Набор упражнений.
1. Назовите все сроки в годах, которые упоминает отрывок о торговле в Мангазейском уезде как время жизни там торговых и промышленных людей.
2. Пожалуйста, представьте записи как список строк JSON, по одному элементу на строку, без пустых строк: начните со строки записей, содержащей «Target: shrub along road», и закончите последней строкой записей.

──────── Отрывок текста

Район торговых и промышленных операций русских людей очень обширный – по рекам Пуру, Тазу, Енисею, Пясиде, Хете, Хотанге, Анабаре, Тунгускам, Вилюю, Лене и даже по островам Ледовитого океана. Число торговых и промышленных людей, ежегодно отправлявшихся в Мангазейский уезд, было неодинаково, как это видно из таможенных книг, – от 500 до 1000 человек, но когда существовал морской путь, их, вероятно, было значительно более; только от того времени до нас не дошло ни одной таможенной книги. Они жили там по 2, по 3 и даже по 5 лет. Большая часть их самостоятельно занималась торговлею и промыслами, а некоторые торговые люди, например, гостиной сотни, посылали в Мангазею своих приказчиков или за покупкою пушного товара, или для промыслов. А как велики были денежные суммы, посылаемые торговыми людьми со своими приказчиками для закупки шкур пушных зверей, можно судить по следующему случаю. В 1637 году Надейка Свешников послал в Мангазейский уезд своего приказчика с тремя людьми и вручил ему денег 5500 рублей. Судьба этого дела была самая печальная. В следующем году Свешников уже бил челом государю, что посланный им приказчик умер, а люди его живут в Сибири на Лене, «проживают и пропивают тот живот мой», и просил написать грамоту ленскому воеводе, чтоб он отыскал тех людей и выслал их в Москву[83 - А. М. Ю. Сиб. пр., ст. № 139, л. 488.]. Эта сумма в 5 1/2 т. рублей свидетельствует о больших торговых оборотах, которые имели некоторые торговые люди в Сибири.

────────────────
──────── Материал к заданию

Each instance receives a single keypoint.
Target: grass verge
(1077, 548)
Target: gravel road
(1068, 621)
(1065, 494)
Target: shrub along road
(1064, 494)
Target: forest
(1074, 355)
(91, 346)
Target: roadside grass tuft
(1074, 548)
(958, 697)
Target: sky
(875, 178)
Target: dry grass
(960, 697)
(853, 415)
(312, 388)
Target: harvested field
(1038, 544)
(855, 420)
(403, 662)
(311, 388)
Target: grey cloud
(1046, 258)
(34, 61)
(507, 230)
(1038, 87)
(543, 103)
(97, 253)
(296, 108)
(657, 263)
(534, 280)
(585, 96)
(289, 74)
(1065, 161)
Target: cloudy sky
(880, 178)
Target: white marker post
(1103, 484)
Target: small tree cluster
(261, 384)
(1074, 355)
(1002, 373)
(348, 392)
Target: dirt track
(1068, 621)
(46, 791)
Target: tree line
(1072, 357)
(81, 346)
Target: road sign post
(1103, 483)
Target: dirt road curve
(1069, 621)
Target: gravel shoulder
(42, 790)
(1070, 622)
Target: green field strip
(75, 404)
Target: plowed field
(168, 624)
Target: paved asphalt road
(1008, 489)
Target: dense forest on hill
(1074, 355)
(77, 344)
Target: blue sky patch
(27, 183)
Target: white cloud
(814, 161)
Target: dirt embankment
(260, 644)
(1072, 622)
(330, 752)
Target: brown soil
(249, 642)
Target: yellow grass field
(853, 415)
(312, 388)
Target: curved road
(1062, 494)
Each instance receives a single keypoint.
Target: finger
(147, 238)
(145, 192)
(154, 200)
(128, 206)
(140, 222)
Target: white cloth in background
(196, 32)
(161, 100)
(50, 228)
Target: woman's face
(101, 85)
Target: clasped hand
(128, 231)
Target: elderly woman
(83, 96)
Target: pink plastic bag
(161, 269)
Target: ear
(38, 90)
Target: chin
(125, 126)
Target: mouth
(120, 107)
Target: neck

────────────────

Ответы к заданиям.
1. 2 года, 3 года и 5 лет.

2.
[
  "Target: shrub along road",
  "(1064, 494)",
  "Target: forest",
  "(1074, 355)",
  "(91, 346)",
  "Target: roadside grass tuft",
  "(1074, 548)",
  "(958, 697)",
  "Target: sky",
  "(875, 178)",
  "Target: dry grass",
  "(960, 697)",
  "(853, 415)",
  "(312, 388)",
  "Target: harvested field",
  "(1038, 544)",
  "(855, 420)",
  "(403, 662)",
  "(311, 388)",
  "Target: grey cloud",
  "(1046, 258)",
  "(34, 61)",
  "(507, 230)",
  "(1038, 87)",
  "(543, 103)",
  "(97, 253)",
  "(296, 108)",
  "(657, 263)",
  "(534, 280)",
  "(585, 96)",
  "(289, 74)",
  "(1065, 161)",
  "Target: cloudy sky",
  "(880, 178)",
  "Target: white marker post",
  "(1103, 484)",
  "Target: small tree cluster",
  "(261, 384)",
  "(1074, 355)",
  "(1002, 373)",
  "(348, 392)",
  "Target: dirt track",
  "(1068, 621)",
  "(46, 791)",
  "Target: tree line",
  "(1072, 357)",
  "(81, 346)",
  "Target: road sign post",
  "(1103, 483)",
  "Target: dirt road curve",
  "(1069, 621)",
  "Target: gravel shoulder",
  "(42, 790)",
  "(1070, 622)",
  "Target: green field strip",
  "(75, 404)",
  "Target: plowed field",
  "(168, 624)",
  "Target: paved asphalt road",
  "(1008, 489)",
  "Target: dense forest on hill",
  "(1074, 355)",
  "(77, 344)",
  "Target: blue sky patch",
  "(27, 183)",
  "Target: white cloud",
  "(814, 161)",
  "Target: dirt embankment",
  "(260, 644)",
  "(1072, 622)",
  "(330, 752)",
  "Target: brown soil",
  "(249, 642)",
  "Target: yellow grass field",
  "(853, 415)",
  "(312, 388)",
  "Target: curved road",
  "(1062, 494)",
  "Each instance receives a single keypoint.",
  "Target: finger",
  "(147, 238)",
  "(145, 192)",
  "(154, 200)",
  "(128, 206)",
  "(140, 222)",
  "Target: white cloth in background",
  "(196, 32)",
  "(161, 100)",
  "(50, 228)",
  "Target: woman's face",
  "(101, 85)",
  "Target: clasped hand",
  "(128, 231)",
  "Target: elderly woman",
  "(83, 96)",
  "Target: pink plastic bag",
  "(161, 269)",
  "Target: ear",
  "(38, 90)",
  "Target: chin",
  "(125, 126)",
  "Target: mouth",
  "(120, 107)",
  "Target: neck"
]